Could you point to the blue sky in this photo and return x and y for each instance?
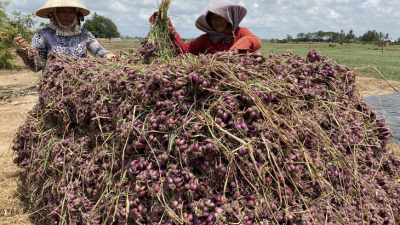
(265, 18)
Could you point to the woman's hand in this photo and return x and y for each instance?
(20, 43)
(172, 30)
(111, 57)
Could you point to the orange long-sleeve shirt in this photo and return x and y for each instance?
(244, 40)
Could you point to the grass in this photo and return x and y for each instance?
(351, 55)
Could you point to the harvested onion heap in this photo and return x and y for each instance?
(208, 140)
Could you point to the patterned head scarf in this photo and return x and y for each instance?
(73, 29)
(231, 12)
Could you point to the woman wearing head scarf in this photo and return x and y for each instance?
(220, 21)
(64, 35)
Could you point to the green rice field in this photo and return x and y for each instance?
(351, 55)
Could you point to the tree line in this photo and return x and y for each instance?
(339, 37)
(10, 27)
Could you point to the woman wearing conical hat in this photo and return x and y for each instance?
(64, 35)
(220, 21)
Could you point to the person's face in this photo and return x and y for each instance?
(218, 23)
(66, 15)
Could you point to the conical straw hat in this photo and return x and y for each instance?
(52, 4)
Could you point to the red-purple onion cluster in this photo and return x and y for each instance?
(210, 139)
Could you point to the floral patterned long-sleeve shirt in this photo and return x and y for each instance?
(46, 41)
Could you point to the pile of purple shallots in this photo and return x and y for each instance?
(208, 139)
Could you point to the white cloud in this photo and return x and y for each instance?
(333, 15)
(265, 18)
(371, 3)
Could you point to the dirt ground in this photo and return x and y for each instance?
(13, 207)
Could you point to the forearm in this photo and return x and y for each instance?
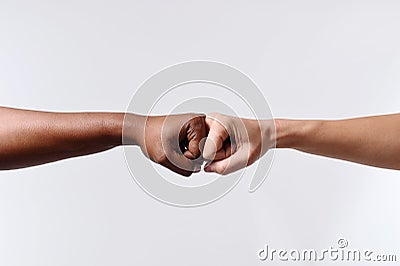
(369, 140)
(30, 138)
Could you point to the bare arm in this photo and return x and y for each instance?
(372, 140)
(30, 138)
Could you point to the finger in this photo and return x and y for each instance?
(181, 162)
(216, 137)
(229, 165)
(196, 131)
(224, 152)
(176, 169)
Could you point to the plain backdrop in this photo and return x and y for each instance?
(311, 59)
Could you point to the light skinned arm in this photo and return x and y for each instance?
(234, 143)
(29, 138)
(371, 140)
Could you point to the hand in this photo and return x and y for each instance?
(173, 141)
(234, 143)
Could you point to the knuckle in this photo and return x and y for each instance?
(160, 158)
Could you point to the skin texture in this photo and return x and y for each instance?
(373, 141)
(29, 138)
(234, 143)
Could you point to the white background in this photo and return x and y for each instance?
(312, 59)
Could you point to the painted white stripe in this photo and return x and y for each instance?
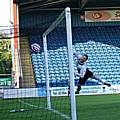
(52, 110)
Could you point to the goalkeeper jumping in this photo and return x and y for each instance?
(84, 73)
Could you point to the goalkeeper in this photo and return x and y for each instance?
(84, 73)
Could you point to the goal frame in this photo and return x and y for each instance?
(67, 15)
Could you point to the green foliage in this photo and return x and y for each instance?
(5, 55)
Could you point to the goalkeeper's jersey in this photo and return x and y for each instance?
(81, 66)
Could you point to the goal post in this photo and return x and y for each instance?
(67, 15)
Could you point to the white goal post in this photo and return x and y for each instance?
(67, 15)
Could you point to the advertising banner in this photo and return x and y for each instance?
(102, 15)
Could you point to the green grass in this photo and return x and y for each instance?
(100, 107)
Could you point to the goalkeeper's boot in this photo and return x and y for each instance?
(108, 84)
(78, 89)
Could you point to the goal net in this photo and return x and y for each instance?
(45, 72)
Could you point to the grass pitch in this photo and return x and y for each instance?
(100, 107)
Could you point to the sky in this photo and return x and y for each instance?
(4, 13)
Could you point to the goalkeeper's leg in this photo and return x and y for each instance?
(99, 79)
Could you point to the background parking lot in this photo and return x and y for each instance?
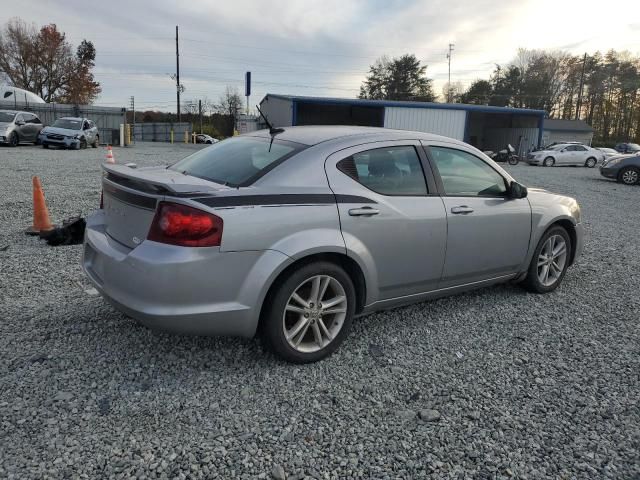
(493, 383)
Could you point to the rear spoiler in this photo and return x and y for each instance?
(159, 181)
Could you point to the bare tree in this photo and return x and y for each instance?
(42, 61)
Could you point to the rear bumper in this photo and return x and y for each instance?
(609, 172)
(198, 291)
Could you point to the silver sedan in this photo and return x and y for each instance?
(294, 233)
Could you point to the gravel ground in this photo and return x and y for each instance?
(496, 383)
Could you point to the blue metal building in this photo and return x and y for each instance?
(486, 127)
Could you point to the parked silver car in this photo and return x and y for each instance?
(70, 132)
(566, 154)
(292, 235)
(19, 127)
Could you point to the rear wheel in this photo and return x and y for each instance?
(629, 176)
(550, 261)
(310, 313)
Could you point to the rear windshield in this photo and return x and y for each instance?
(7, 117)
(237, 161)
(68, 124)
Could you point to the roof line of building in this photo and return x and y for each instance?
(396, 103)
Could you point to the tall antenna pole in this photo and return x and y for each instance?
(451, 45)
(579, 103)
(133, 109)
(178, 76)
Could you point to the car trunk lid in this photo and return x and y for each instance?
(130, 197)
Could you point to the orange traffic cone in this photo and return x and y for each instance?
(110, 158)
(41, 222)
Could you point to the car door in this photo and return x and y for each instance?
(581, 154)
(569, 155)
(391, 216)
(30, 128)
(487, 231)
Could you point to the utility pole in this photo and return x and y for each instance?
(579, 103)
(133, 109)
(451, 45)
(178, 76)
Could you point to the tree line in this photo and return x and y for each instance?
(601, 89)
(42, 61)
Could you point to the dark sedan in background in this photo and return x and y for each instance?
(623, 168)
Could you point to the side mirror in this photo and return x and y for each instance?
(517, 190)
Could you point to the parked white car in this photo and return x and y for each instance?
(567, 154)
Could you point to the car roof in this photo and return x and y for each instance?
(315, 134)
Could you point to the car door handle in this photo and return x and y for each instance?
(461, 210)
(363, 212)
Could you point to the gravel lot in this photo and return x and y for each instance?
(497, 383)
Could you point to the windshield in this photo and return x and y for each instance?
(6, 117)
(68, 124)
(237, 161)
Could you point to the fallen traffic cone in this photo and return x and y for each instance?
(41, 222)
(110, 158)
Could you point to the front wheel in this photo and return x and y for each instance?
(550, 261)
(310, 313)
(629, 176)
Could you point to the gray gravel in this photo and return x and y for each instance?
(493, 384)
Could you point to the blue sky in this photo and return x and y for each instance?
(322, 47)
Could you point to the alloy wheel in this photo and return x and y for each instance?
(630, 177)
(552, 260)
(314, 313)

········

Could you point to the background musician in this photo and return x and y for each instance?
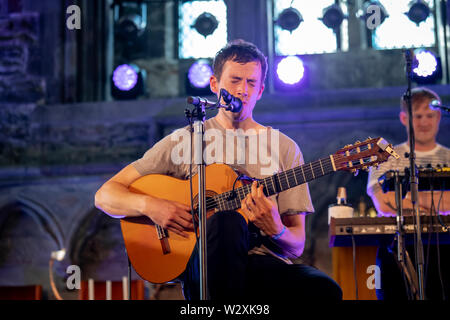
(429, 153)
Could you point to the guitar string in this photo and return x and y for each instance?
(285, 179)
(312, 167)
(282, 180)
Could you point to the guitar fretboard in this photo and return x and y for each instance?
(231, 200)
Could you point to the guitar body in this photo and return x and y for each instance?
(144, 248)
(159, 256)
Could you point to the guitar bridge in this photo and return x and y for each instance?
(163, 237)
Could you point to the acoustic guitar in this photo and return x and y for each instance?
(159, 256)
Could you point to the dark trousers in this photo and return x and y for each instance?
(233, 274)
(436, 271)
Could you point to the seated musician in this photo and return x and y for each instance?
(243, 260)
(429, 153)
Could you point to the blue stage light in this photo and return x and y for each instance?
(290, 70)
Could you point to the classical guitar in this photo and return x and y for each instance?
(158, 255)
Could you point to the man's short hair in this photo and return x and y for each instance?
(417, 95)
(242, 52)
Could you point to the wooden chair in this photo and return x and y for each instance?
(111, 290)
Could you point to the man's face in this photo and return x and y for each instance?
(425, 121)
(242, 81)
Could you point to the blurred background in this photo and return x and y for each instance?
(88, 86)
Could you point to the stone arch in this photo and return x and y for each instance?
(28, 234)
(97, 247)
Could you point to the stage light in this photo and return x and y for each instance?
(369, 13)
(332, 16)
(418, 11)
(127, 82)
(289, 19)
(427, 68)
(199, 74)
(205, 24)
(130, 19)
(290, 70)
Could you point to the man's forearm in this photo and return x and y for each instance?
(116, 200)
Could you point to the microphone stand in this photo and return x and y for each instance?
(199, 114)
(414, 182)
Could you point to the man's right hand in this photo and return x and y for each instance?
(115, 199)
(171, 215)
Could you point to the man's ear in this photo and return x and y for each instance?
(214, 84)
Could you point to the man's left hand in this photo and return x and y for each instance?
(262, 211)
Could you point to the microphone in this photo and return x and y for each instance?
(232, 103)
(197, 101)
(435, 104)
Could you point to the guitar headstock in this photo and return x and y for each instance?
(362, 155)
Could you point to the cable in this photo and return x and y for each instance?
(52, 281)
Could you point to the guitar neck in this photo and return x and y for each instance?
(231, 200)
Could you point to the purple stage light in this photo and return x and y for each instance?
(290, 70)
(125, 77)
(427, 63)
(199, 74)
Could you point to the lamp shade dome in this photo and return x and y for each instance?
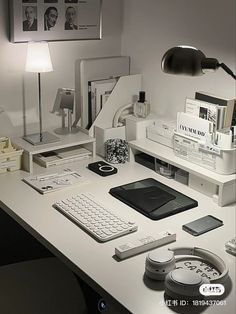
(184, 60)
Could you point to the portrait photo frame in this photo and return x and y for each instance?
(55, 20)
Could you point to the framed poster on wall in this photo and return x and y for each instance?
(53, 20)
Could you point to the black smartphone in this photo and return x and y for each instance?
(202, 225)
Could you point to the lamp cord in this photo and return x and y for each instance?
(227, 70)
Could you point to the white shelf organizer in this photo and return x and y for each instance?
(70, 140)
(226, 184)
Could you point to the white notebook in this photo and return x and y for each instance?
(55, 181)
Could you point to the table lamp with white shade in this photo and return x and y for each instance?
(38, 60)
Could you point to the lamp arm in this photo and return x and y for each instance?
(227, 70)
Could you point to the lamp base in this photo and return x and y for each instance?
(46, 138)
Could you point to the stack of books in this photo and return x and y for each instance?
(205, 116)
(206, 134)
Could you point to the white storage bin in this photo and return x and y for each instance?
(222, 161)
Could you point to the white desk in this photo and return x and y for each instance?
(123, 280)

········

Pick out each row above that contains the word "wearing" and copy those rows in full.

Could you point to the woman wearing head scarf in this photo and return x and y for each instance?
Could you point to the woman wearing conical hat in this photo and return x and y for each instance?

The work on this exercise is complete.